-- Data for the task start --

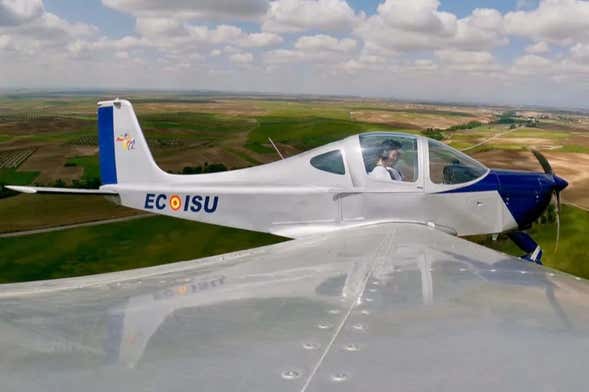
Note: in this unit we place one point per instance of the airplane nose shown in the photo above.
(560, 183)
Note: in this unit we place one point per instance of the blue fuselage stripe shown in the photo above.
(525, 194)
(106, 145)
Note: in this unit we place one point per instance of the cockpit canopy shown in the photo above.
(395, 157)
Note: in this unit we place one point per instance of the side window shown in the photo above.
(331, 162)
(448, 166)
(389, 157)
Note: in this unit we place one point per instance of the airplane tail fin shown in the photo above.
(124, 155)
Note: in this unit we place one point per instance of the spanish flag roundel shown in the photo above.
(175, 202)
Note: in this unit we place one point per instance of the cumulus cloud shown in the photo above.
(325, 42)
(187, 9)
(403, 46)
(242, 58)
(538, 48)
(555, 21)
(288, 16)
(14, 12)
(420, 25)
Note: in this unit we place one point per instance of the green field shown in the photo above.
(118, 246)
(572, 251)
(15, 177)
(158, 240)
(192, 131)
(89, 165)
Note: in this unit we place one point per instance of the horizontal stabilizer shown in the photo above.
(63, 191)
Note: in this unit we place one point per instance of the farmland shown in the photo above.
(51, 140)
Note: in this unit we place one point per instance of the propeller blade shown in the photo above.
(557, 194)
(543, 162)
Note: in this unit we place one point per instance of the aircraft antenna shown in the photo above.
(276, 148)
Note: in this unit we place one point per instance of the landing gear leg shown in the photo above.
(528, 245)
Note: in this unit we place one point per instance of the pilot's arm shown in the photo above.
(380, 173)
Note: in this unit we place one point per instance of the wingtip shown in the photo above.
(21, 189)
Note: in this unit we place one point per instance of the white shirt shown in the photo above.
(382, 173)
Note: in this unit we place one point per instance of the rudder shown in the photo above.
(124, 154)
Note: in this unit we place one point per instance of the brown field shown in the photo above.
(218, 130)
(54, 210)
(574, 167)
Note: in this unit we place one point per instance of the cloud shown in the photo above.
(242, 58)
(260, 40)
(467, 61)
(190, 9)
(288, 16)
(170, 33)
(325, 42)
(538, 48)
(419, 25)
(555, 21)
(15, 12)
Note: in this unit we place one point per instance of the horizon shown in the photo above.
(504, 52)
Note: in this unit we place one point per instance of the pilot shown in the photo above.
(388, 156)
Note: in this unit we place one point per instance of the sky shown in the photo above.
(532, 52)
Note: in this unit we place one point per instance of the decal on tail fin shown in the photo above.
(106, 145)
(124, 153)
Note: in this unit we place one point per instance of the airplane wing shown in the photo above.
(396, 306)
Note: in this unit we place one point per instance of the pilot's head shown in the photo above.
(389, 152)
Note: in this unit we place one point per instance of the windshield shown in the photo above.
(449, 166)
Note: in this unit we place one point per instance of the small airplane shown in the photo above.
(358, 181)
(375, 292)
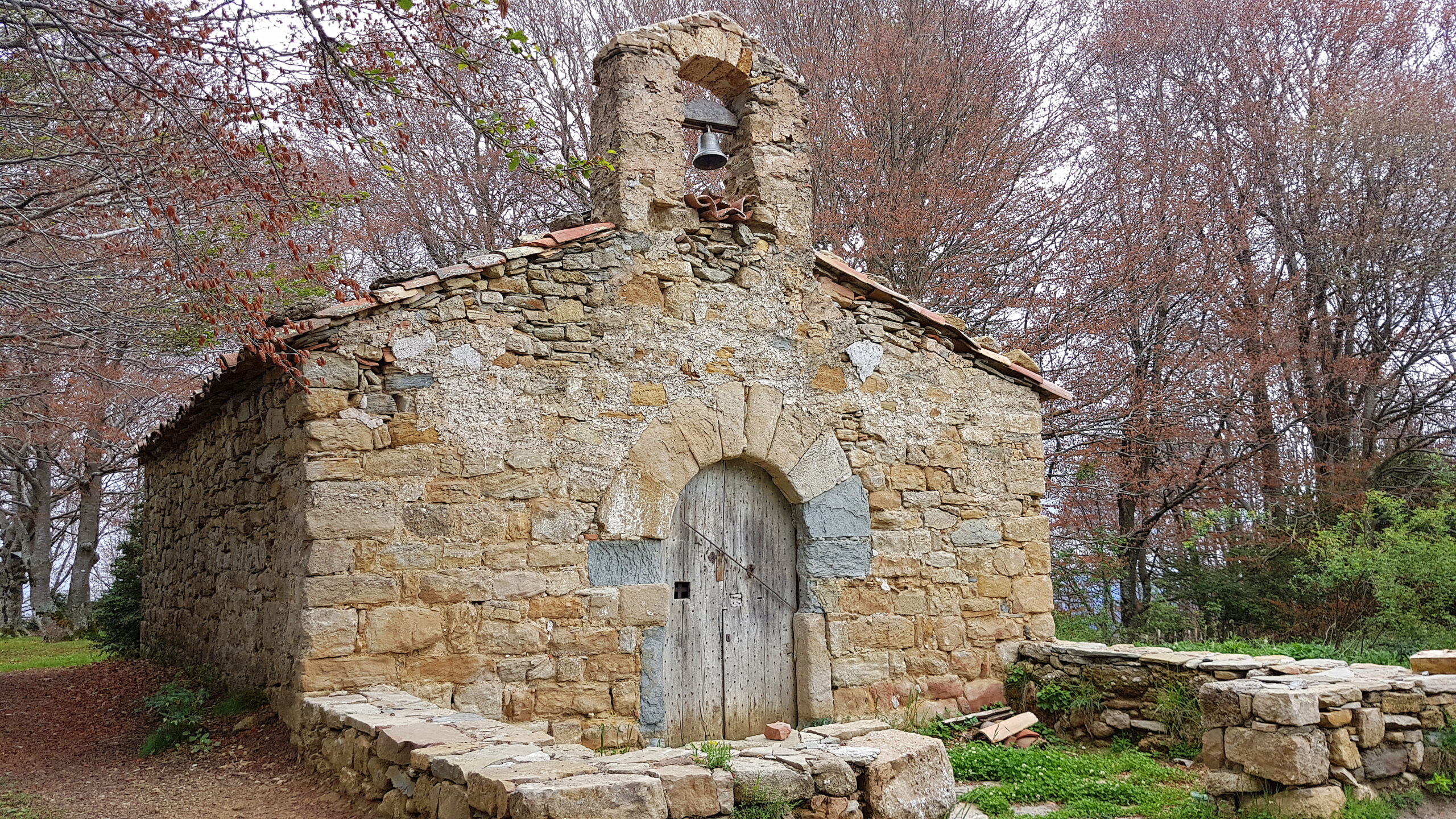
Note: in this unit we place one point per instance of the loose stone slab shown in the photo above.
(911, 779)
(396, 742)
(590, 796)
(1434, 660)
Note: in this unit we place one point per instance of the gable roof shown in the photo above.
(835, 276)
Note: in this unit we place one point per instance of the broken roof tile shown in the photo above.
(571, 234)
(346, 308)
(421, 282)
(520, 253)
(485, 260)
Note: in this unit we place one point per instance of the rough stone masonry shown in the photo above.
(468, 500)
(1279, 735)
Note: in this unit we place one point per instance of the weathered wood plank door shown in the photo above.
(730, 640)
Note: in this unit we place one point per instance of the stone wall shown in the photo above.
(223, 556)
(414, 760)
(1279, 735)
(488, 457)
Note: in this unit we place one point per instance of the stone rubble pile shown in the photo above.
(417, 760)
(1280, 735)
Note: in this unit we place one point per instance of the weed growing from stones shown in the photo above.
(1178, 709)
(1087, 784)
(714, 755)
(762, 804)
(1074, 697)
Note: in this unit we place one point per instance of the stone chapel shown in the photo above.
(670, 474)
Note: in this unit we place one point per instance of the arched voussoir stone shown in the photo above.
(800, 452)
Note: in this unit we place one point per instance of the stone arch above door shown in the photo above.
(800, 452)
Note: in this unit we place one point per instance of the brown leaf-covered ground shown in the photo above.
(71, 738)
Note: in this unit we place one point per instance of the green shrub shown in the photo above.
(1400, 556)
(1088, 784)
(181, 710)
(117, 615)
(1069, 697)
(241, 703)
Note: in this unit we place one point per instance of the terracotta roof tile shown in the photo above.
(945, 331)
(574, 234)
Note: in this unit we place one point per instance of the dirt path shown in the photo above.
(71, 738)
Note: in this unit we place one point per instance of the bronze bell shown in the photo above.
(710, 152)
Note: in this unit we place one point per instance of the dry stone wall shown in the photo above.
(417, 760)
(500, 548)
(1279, 735)
(223, 554)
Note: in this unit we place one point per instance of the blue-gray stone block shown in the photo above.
(842, 512)
(653, 700)
(835, 557)
(625, 563)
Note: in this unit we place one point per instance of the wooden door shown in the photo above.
(730, 642)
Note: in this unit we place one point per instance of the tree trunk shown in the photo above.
(77, 597)
(38, 557)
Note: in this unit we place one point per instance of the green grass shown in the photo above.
(15, 805)
(1349, 652)
(1090, 786)
(18, 653)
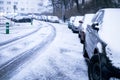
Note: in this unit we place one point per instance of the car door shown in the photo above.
(92, 37)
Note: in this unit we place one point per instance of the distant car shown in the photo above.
(102, 45)
(76, 24)
(22, 19)
(70, 22)
(82, 29)
(53, 19)
(3, 21)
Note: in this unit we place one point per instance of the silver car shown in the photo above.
(102, 45)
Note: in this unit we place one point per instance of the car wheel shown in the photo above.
(98, 70)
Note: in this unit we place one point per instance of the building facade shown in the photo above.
(24, 6)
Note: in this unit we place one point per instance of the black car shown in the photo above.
(102, 45)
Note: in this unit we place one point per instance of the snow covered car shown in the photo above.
(70, 22)
(82, 29)
(3, 21)
(22, 19)
(76, 24)
(102, 45)
(53, 19)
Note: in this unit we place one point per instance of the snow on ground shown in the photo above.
(18, 30)
(11, 50)
(61, 60)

-- Data for the task end --

## What needs to be done
Pictures in the records above are not copied; print everything else exactly.

## Output of the task
Note: in this unit we place one point per instance of the airplane nose shown in the photo above.
(560, 183)
Note: in this unit we place one point per instance of the blue fuselage stripe shown in the photo above.
(525, 194)
(106, 145)
Note: in this unit we place one point per instance of the cockpit canopy shown in the photo above.
(395, 157)
Note: in this unit we place one point per instance of the side window shown in the photo above.
(331, 162)
(448, 166)
(389, 157)
Note: in this unit we place one point per instance of the airplane tail fin shown in the photo above.
(124, 155)
Note: in this unit we place one point per instance of the spanish flag roundel shown in the photo above.
(175, 202)
Note: in this unit we place one point per instance of the cumulus cloud shown in the photo above.
(325, 42)
(187, 9)
(403, 46)
(242, 58)
(538, 48)
(555, 21)
(288, 16)
(14, 12)
(420, 25)
Note: in this unit we place one point per instance of the green field shown in the photo above.
(118, 246)
(572, 251)
(15, 177)
(158, 240)
(192, 131)
(89, 165)
Note: in this unit we place one point per instance of the horizontal stabilizer shown in the photo above.
(63, 191)
Note: in this unit we place one point per instance of the farmland shown in the photo above.
(51, 140)
Note: in this unit we place one point per instance of the propeller blade shown in the photo above.
(557, 194)
(543, 162)
Note: in this unit we place one point per instance of the aircraft antenna shown in the photo above.
(276, 148)
Note: in this unit we place one point per instance of the landing gear leg shown in the photo above.
(528, 245)
Note: in this unit we place one point per instance of the pilot's arm shown in the photo above.
(380, 173)
Note: in this unit we place one point per instance of the wingtip shown in the photo above.
(21, 189)
Note: in this unit we place one point per instance of the white shirt shown in the photo above.
(382, 173)
Note: in this unit we place one point per instance of the rudder shown in the photo above.
(124, 154)
Note: in this unit we place one point per instance of the brown field shown in the photo above.
(218, 130)
(54, 210)
(574, 167)
Note: in this unit we place one point per instance of the cloud shown in the photo above.
(242, 58)
(260, 40)
(467, 61)
(190, 9)
(288, 16)
(170, 33)
(325, 42)
(538, 48)
(419, 25)
(555, 21)
(15, 12)
Note: in this unit we place one point per instance of the horizon shown in the photo above.
(504, 52)
Note: in this unit we place one point per instance of the pilot shown in the photo above.
(388, 156)
Note: in this unit we place one point per instance of the sky shown in the photo above.
(532, 52)
Note: in this unit we place one point per instance of the decal on tail fin shown in the photo above.
(106, 145)
(124, 153)
Note: in this unit we place one point per instance of the airplane wing shown in the photo above.
(396, 306)
Note: in this unit we place one point per instance of the pilot's head shown in the photo above.
(389, 152)
Note: in this unit we place one point per instance of the windshield shown in the photo above.
(449, 166)
Note: in this unit we place one point per instance of the small airplane shown in the photo above.
(358, 181)
(375, 292)
Note: in this unit we place one point per instance of the loose stone slab shown in the photo above.
(911, 779)
(396, 742)
(590, 796)
(1434, 660)
Note: in this unit we place one point per instance of the gable roof shown in the photo above.
(835, 276)
Note: in this unit we place one point per instance of the broken roof tile shown in the photo above.
(571, 234)
(346, 308)
(421, 282)
(520, 253)
(485, 260)
Note: in this unit we place one point per instance of the rough stone masonry shown in the photo above.
(468, 500)
(1279, 735)
Note: in this unit we place one point per instance of the weathered wood plank door shown in the photo above.
(730, 640)
Note: in this unit we place one point per instance of the stone wall shown in the photo above.
(223, 556)
(414, 760)
(1279, 735)
(488, 457)
Note: in this unit we place one point per instance of the stone rubble pile shown in the photo above.
(417, 760)
(1280, 735)
Note: in this unit we place one point per instance of the weed growing from stones shown in the photo above.
(1178, 709)
(1087, 784)
(714, 755)
(762, 804)
(1074, 697)
Note: in this unit we place one point per instance of the stone chapel shown in the photo above.
(670, 474)
Note: in this unit we place one point per instance of the arched voussoir stone shown in the photo above.
(800, 452)
Note: in this unit we place one point per instance of the stone arch above door shown in the photo above.
(800, 452)
Note: in this unit we place one point per instance of the brown leaf-covered ground shown in the photo above.
(71, 738)
Note: in this unit we place one point per instance of the green shrub shown in the photo above.
(1400, 556)
(1088, 784)
(181, 710)
(117, 615)
(1069, 697)
(241, 703)
Note: in this unit we place one point per instance of the terracotta roof tile shown in the photo above.
(945, 331)
(574, 234)
Note: in this unit we place one point per instance of the dirt path shown in the photo above.
(71, 738)
Note: in this unit we place one point per instance of the bronze bell shown in the photo above.
(710, 152)
Note: in this unit we place one point per instance of the dry stone wall shown in the photo above.
(417, 760)
(500, 548)
(1279, 735)
(223, 554)
Note: in this unit we place one point per instance of the blue-gray stone block shown in the photo above.
(842, 512)
(653, 700)
(835, 557)
(625, 563)
Note: in this unit we place one point per instance of the wooden door shown in the photo above.
(730, 642)
Note: in this unit we place one point per instance of the tree trunk shown in the photo above.
(77, 597)
(38, 557)
Note: in this unit we place one point per instance of the green grass shown in the photo above.
(15, 805)
(1349, 652)
(1090, 786)
(18, 653)
Note: in this unit we place one point per instance of the car door shown in the photo above.
(92, 37)
Note: in this unit we place one point per instance of the distant car shown in the photo above.
(102, 45)
(76, 24)
(22, 19)
(70, 22)
(82, 29)
(53, 19)
(3, 21)
Note: in this unit we place one point per instance of the silver car shown in the photo above.
(102, 45)
Note: in this unit we place one point per instance of the car wheel shown in the photo above.
(98, 70)
Note: in this unit we place one point per instance of the building facade shown in the photo above.
(24, 6)
Note: in this unit we place one point per instance of the black car shown in the photo above.
(102, 45)
Note: in this unit we place one point per instance of the snow covered car shown in the photo above.
(70, 22)
(82, 29)
(3, 21)
(22, 19)
(76, 24)
(102, 45)
(53, 19)
Note: in this unit we place one point per instance of the snow on ground shown in the photo above.
(18, 30)
(11, 50)
(61, 60)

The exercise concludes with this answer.